Directive
Give every line of the items below as a Markdown table with the columns Row and Line, numbering each row and leaving out any blank lines.

-----

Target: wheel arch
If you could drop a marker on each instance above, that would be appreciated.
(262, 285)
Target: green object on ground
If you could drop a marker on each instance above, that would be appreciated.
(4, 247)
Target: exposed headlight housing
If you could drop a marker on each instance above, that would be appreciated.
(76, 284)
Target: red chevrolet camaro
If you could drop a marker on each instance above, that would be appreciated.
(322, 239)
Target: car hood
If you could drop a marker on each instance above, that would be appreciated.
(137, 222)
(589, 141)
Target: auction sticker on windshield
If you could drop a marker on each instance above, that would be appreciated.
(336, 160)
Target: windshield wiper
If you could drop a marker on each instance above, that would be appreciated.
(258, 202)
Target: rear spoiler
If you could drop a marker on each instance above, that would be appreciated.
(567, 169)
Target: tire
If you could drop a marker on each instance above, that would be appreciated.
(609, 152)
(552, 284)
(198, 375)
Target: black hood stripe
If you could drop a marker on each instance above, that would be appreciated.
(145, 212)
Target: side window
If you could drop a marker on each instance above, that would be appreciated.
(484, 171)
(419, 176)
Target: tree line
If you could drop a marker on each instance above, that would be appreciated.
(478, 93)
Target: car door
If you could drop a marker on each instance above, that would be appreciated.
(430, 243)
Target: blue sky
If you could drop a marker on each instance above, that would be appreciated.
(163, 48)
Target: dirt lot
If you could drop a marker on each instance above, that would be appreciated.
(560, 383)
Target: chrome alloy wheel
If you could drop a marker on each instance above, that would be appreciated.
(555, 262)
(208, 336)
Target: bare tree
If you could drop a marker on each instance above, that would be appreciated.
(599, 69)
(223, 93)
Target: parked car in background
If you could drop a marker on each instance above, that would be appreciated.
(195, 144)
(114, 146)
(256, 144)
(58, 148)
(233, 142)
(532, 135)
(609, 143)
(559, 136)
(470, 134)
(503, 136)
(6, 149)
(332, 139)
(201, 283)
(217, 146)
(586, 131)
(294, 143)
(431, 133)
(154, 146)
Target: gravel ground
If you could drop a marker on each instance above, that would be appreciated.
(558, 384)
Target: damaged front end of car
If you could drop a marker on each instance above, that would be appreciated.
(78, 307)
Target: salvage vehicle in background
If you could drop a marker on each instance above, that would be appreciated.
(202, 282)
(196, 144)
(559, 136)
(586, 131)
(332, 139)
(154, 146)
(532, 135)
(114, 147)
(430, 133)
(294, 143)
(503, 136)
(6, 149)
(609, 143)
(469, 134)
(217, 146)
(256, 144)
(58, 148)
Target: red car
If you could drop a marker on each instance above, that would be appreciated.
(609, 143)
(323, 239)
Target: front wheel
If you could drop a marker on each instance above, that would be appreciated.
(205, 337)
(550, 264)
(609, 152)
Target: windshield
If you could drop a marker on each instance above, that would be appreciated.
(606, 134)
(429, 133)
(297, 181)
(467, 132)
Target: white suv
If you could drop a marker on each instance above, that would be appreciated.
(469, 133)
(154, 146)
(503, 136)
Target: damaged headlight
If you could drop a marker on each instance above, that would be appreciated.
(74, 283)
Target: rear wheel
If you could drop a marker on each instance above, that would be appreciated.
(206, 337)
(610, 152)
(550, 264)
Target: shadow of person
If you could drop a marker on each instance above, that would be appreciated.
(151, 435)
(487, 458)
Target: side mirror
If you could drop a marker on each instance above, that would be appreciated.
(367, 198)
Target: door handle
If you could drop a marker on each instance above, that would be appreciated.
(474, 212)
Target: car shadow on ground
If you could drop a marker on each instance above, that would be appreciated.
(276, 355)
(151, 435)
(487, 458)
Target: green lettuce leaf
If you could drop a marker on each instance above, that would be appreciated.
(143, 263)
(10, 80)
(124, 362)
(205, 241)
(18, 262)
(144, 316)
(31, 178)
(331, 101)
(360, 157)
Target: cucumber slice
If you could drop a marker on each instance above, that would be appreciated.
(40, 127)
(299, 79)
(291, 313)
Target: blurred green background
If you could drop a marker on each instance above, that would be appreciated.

-----

Finished answer
| Row | Line |
|---|---|
| 1 | Target: wheel arch |
| 2 | If you could drop a marker on each instance above, that would be appreciated. |
| 3 | (262, 285) |
| 4 | Target: green object on ground |
| 5 | If you could drop a marker on each instance above, that would be appreciated. |
| 6 | (4, 247) |
| 7 | Target: exposed headlight housing |
| 8 | If you could drop a marker on each instance above, that would be appreciated. |
| 9 | (76, 284) |
| 10 | Target: red chevrolet camaro |
| 11 | If you could drop a marker on each instance above, that would be appreciated. |
| 12 | (322, 239) |
| 13 | Target: car hood |
| 14 | If you could drop a marker on each instance above, that would be appreciated. |
| 15 | (137, 222) |
| 16 | (589, 141) |
| 17 | Target: auction sticker on windshield |
| 18 | If you could drop a marker on each instance above, that would be appreciated. |
| 19 | (336, 160) |
| 20 | Target: windshield wiper |
| 21 | If you could drop a marker on each instance above, that would be appreciated. |
| 22 | (258, 202) |
| 23 | Target: rear spoiler |
| 24 | If you could drop a marker on each instance above, that would be appreciated. |
| 25 | (567, 169) |
| 26 | Target: tire |
| 27 | If you could drop a marker on each instance above, that would be appreciated. |
| 28 | (609, 152) |
| 29 | (552, 284) |
| 30 | (198, 375) |
| 31 | Target: black hood stripe |
| 32 | If you could drop a marker on each instance above, that would be appreciated. |
| 33 | (145, 212) |
| 34 | Target: side window |
| 35 | If you could drop a marker on each instance above, that would be appreciated. |
| 36 | (484, 171) |
| 37 | (419, 176) |
| 38 | Target: tree line |
| 39 | If you could drop a marker on each instance above, that would be appreciated. |
| 40 | (478, 93) |
| 41 | Target: car door |
| 42 | If you could drop a marker on each instance above, that would be appreciated. |
| 43 | (430, 243) |
| 44 | Target: blue sky |
| 45 | If you could drop a marker on each instance above, that would be appreciated. |
| 46 | (163, 48) |
| 47 | Target: dirt lot |
| 48 | If you could drop a marker on each instance above, that would be appreciated. |
| 49 | (560, 383) |
| 50 | Target: chrome alloy wheel |
| 51 | If you could drop a marker on each instance above, that would be appreciated. |
| 52 | (555, 262) |
| 53 | (208, 336) |
| 54 | Target: bare tree |
| 55 | If you could drop a marker on each instance above, that would be appreciated. |
| 56 | (599, 69) |
| 57 | (223, 93) |
| 58 | Target: parked car in background |
| 59 | If you could drop a marker on each instance above, that would be appreciated. |
| 60 | (195, 144) |
| 61 | (114, 146) |
| 62 | (256, 144) |
| 63 | (58, 148) |
| 64 | (233, 142) |
| 65 | (532, 135) |
| 66 | (609, 143) |
| 67 | (559, 136) |
| 68 | (470, 134) |
| 69 | (503, 136) |
| 70 | (6, 149) |
| 71 | (332, 139) |
| 72 | (201, 283) |
| 73 | (217, 146) |
| 74 | (586, 131) |
| 75 | (294, 143) |
| 76 | (431, 133) |
| 77 | (154, 146) |
| 78 | Target: gravel ground |
| 79 | If you could drop a marker on each instance above, that would be appreciated. |
| 80 | (558, 384) |
| 81 | Target: damaged front end of car |
| 82 | If you could drop a marker on each instance above, that would be appreciated. |
| 83 | (78, 307) |
| 84 | Target: salvage vehicle in background |
| 85 | If you could drop a marker on each instance above, that would be appreciated. |
| 86 | (202, 282) |
| 87 | (196, 144) |
| 88 | (559, 136) |
| 89 | (586, 131) |
| 90 | (332, 139) |
| 91 | (154, 146) |
| 92 | (532, 135) |
| 93 | (114, 147) |
| 94 | (430, 133) |
| 95 | (294, 143) |
| 96 | (503, 136) |
| 97 | (6, 149) |
| 98 | (609, 143) |
| 99 | (469, 134) |
| 100 | (217, 146) |
| 101 | (256, 144) |
| 102 | (58, 148) |
| 103 | Target: red car |
| 104 | If you could drop a marker on each instance above, that would be appreciated. |
| 105 | (609, 143) |
| 106 | (323, 239) |
| 107 | Target: front wheel |
| 108 | If you could drop a marker on each instance above, that would be appreciated. |
| 109 | (205, 337) |
| 110 | (550, 264) |
| 111 | (609, 152) |
| 112 | Target: windshield |
| 113 | If you could drop a marker on each instance above, that would be appreciated. |
| 114 | (606, 134) |
| 115 | (429, 133) |
| 116 | (297, 181) |
| 117 | (467, 132) |
| 118 | Target: white suv |
| 119 | If you could drop a marker on each instance above, that would be appreciated. |
| 120 | (469, 133) |
| 121 | (154, 146) |
| 122 | (503, 136) |
| 123 | Target: damaged headlight |
| 124 | If you could drop a marker on each instance above, that would be appreciated. |
| 125 | (74, 283) |
| 126 | Target: rear wheel |
| 127 | If you could drop a marker on each instance above, that would be appreciated. |
| 128 | (206, 337) |
| 129 | (610, 152) |
| 130 | (550, 264) |
| 131 | Target: shadow of person |
| 132 | If you could drop a marker on each instance above, that would be appreciated. |
| 133 | (151, 435) |
| 134 | (487, 458) |
| 135 | Target: side mirror |
| 136 | If you could drop a marker on each instance above, that would be appreciated. |
| 137 | (367, 198) |
| 138 | Target: door handle |
| 139 | If you could drop a marker on each instance above, that would be appreciated. |
| 140 | (474, 212) |
| 141 | Target: car shadow on ground |
| 142 | If you could drop a marker on each instance above, that would be appreciated. |
| 143 | (276, 355) |
| 144 | (151, 435) |
| 145 | (487, 458) |
| 146 | Target: green lettuce leaf |
| 147 | If you could drop a marker on each instance above, that would be appreciated. |
| 148 | (143, 263) |
| 149 | (10, 80) |
| 150 | (124, 362) |
| 151 | (205, 241) |
| 152 | (18, 262) |
| 153 | (144, 316) |
| 154 | (31, 178) |
| 155 | (331, 101) |
| 156 | (360, 157) |
| 157 | Target: cucumber slice |
| 158 | If you could drop a marker on each instance above, that would be appreciated. |
| 159 | (40, 127) |
| 160 | (299, 79) |
| 161 | (291, 313) |
| 162 | Target: blurred green background |
| 163 | If you could drop a marker on each instance above, that would be appreciated. |